● **Exercise task**: Rewrite the lines of the items below as a numbered list, skipping any blank lines. Leave the pictures out of your answer.

[Items contained in a dataset]
■ ■ ■
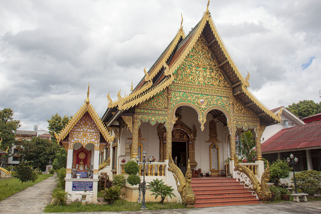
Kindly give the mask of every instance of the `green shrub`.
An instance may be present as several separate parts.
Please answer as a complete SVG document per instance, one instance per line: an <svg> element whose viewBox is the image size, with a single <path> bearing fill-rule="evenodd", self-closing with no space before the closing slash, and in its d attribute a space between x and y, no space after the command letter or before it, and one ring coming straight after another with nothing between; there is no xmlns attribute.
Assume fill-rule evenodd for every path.
<svg viewBox="0 0 321 214"><path fill-rule="evenodd" d="M139 166L137 161L130 160L125 164L125 173L128 175L137 175L139 172Z"/></svg>
<svg viewBox="0 0 321 214"><path fill-rule="evenodd" d="M53 174L56 172L56 170L53 169L51 169L49 170L49 174Z"/></svg>
<svg viewBox="0 0 321 214"><path fill-rule="evenodd" d="M61 190L54 192L52 194L52 201L51 203L56 205L66 205L71 201L69 199L70 194L65 193L65 190Z"/></svg>
<svg viewBox="0 0 321 214"><path fill-rule="evenodd" d="M174 189L172 188L171 186L168 186L165 184L163 182L163 180L159 180L156 178L156 180L153 180L152 181L147 182L149 185L147 186L152 187L152 189L151 190L151 192L153 193L151 194L151 195L155 195L155 199L157 198L157 196L160 196L160 202L162 204L164 202L165 197L169 196L172 198L172 196L176 197L175 195L172 193L174 191Z"/></svg>
<svg viewBox="0 0 321 214"><path fill-rule="evenodd" d="M21 161L14 167L15 172L13 175L21 181L22 184L31 180L33 170L30 164L25 161Z"/></svg>
<svg viewBox="0 0 321 214"><path fill-rule="evenodd" d="M33 171L31 175L31 178L30 179L30 180L32 181L32 182L35 181L36 180L38 179L38 173L39 172L37 172L36 170Z"/></svg>
<svg viewBox="0 0 321 214"><path fill-rule="evenodd" d="M289 177L289 173L291 169L286 160L277 159L270 166L271 181L274 183L276 186L278 186L280 179Z"/></svg>
<svg viewBox="0 0 321 214"><path fill-rule="evenodd" d="M292 180L294 181L293 177ZM297 188L310 195L314 195L321 190L321 172L305 170L295 173Z"/></svg>
<svg viewBox="0 0 321 214"><path fill-rule="evenodd" d="M124 193L120 192L120 188L119 186L112 187L110 188L106 188L102 190L104 193L102 197L104 198L104 201L107 202L108 204L112 204L116 200L120 198L120 196Z"/></svg>
<svg viewBox="0 0 321 214"><path fill-rule="evenodd" d="M112 182L114 186L119 187L121 190L126 185L126 179L124 175L116 175L113 176L113 180Z"/></svg>
<svg viewBox="0 0 321 214"><path fill-rule="evenodd" d="M127 178L127 182L131 186L137 185L140 182L140 177L136 175L130 175Z"/></svg>
<svg viewBox="0 0 321 214"><path fill-rule="evenodd" d="M65 189L66 181L65 178L66 177L66 169L61 168L57 170L57 176L56 176L56 182L58 183L62 189Z"/></svg>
■ ■ ■
● **The result**:
1. Kindly give the mask of every instance of the `green shrub`.
2. An instance may be present as several separate parts.
3. Please answer as a complete SVG document per instance, one instance per line: an <svg> element whose viewBox is the image size, with a single <path> bearing fill-rule="evenodd", self-closing with no space before the closing slash, and in its d attribute a space between x and y, no space after the command letter or before it, and one ring coming straight after another with nothing between; there is no xmlns attribute.
4. Assume fill-rule evenodd for every path.
5. <svg viewBox="0 0 321 214"><path fill-rule="evenodd" d="M139 166L137 161L130 160L125 164L125 173L128 175L137 175L139 172Z"/></svg>
6. <svg viewBox="0 0 321 214"><path fill-rule="evenodd" d="M53 174L56 172L56 170L53 169L51 169L49 170L49 174Z"/></svg>
7. <svg viewBox="0 0 321 214"><path fill-rule="evenodd" d="M61 190L54 192L52 194L52 201L51 203L56 205L66 205L71 201L69 199L70 194L65 193L65 190Z"/></svg>
8. <svg viewBox="0 0 321 214"><path fill-rule="evenodd" d="M174 189L172 188L171 186L168 186L165 184L163 182L163 180L159 180L156 178L156 180L153 180L152 181L147 182L149 185L147 186L152 187L152 189L151 190L151 192L153 193L151 194L151 195L155 195L155 199L157 198L157 196L160 196L160 202L162 204L164 202L165 197L169 196L172 198L172 196L176 197L175 195L172 193L174 191Z"/></svg>
9. <svg viewBox="0 0 321 214"><path fill-rule="evenodd" d="M21 161L14 167L15 172L13 175L21 181L22 184L31 180L33 170L30 164L25 161Z"/></svg>
10. <svg viewBox="0 0 321 214"><path fill-rule="evenodd" d="M33 171L31 175L31 178L30 179L30 180L32 181L32 182L35 181L36 180L38 179L38 173L39 172L37 172L36 170Z"/></svg>
11. <svg viewBox="0 0 321 214"><path fill-rule="evenodd" d="M289 177L289 173L291 169L286 160L277 159L270 166L271 181L274 183L276 186L278 186L280 179Z"/></svg>
12. <svg viewBox="0 0 321 214"><path fill-rule="evenodd" d="M292 180L294 181L293 177ZM297 188L310 195L314 195L321 190L321 172L305 170L295 173Z"/></svg>
13. <svg viewBox="0 0 321 214"><path fill-rule="evenodd" d="M124 193L120 192L120 188L119 186L112 187L110 188L106 188L102 190L104 193L102 197L104 198L104 201L107 202L108 204L112 204L116 200L120 198L120 196Z"/></svg>
14. <svg viewBox="0 0 321 214"><path fill-rule="evenodd" d="M112 182L114 186L119 187L121 190L126 185L126 179L124 175L116 175L113 176L113 180Z"/></svg>
15. <svg viewBox="0 0 321 214"><path fill-rule="evenodd" d="M127 178L127 182L131 186L137 185L140 182L140 177L136 175L130 175Z"/></svg>
16. <svg viewBox="0 0 321 214"><path fill-rule="evenodd" d="M65 189L66 181L65 178L66 177L66 169L61 168L57 170L57 176L56 176L56 182L58 183L62 189Z"/></svg>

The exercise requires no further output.